= DATASET CONTENT =
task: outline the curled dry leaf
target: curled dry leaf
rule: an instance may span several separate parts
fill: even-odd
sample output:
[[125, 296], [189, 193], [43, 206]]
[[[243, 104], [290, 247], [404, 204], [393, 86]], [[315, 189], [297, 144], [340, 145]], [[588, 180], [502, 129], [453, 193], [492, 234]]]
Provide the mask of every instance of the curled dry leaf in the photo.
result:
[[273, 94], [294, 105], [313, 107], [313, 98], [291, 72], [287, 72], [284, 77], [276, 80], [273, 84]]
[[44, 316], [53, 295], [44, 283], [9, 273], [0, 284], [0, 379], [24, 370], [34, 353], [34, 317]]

= YOUR INSTRUCTIONS =
Starting from the line that contains "193], [492, 234]]]", give again every line to the last line of the data, exactly. Include nothing else.

= RESULT OF THIS TASK =
[[[243, 104], [290, 247], [404, 204], [393, 86]], [[315, 189], [297, 144], [340, 145]], [[588, 180], [502, 129], [453, 193], [492, 234]]]
Provide the mask of every instance of the curled dry leaf in the photo.
result:
[[273, 94], [294, 105], [313, 107], [313, 98], [291, 72], [287, 72], [284, 77], [276, 80], [273, 84]]
[[44, 316], [53, 295], [44, 283], [9, 273], [0, 284], [0, 379], [24, 370], [34, 353], [34, 317]]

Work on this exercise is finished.